#### [What you are asked to do]
Find each line in the items below that contains the string "closing", and copy those lines.

#### [Given information]
***

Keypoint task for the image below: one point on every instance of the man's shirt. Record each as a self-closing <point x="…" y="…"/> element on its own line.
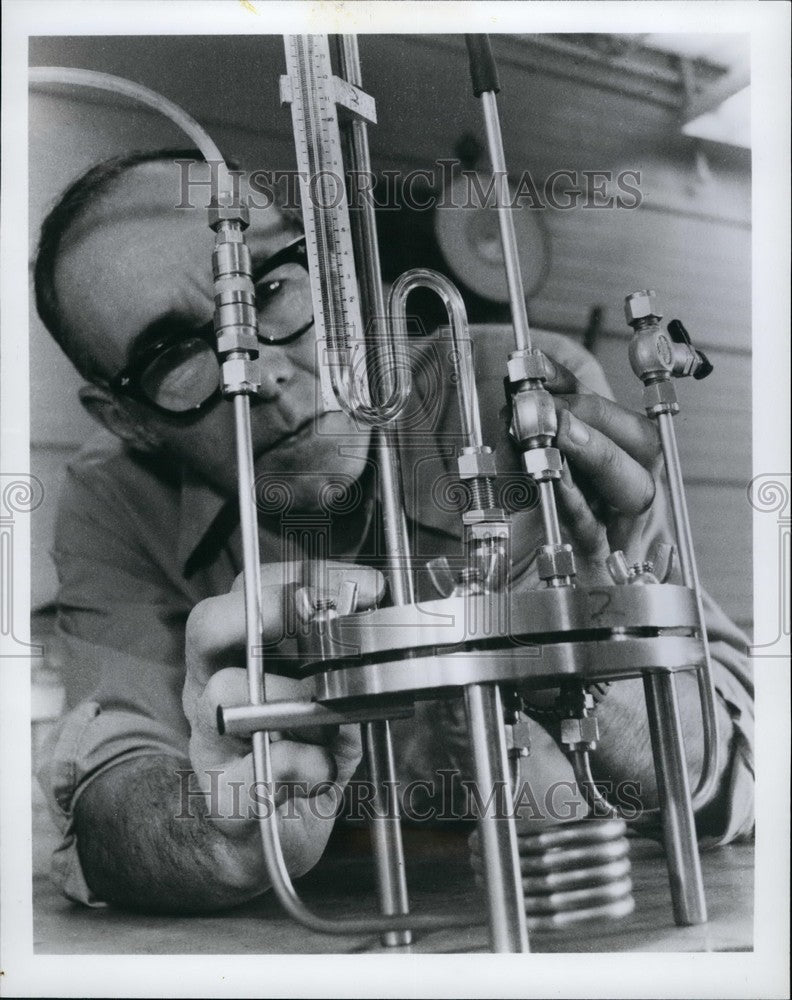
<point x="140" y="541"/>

***

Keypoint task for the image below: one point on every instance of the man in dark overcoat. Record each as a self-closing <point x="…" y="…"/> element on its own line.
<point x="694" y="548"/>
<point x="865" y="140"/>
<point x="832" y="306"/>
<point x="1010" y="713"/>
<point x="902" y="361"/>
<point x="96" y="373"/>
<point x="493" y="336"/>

***

#### [Solution for this problem]
Keypoint task for the image below: one point on every instance of the man's shirt. Record each as a self-closing <point x="…" y="…"/> element on its own line.
Keypoint task for the image below: one point on every instance of the man in dark overcoat. Record each as a self-closing <point x="…" y="…"/> element on its own line.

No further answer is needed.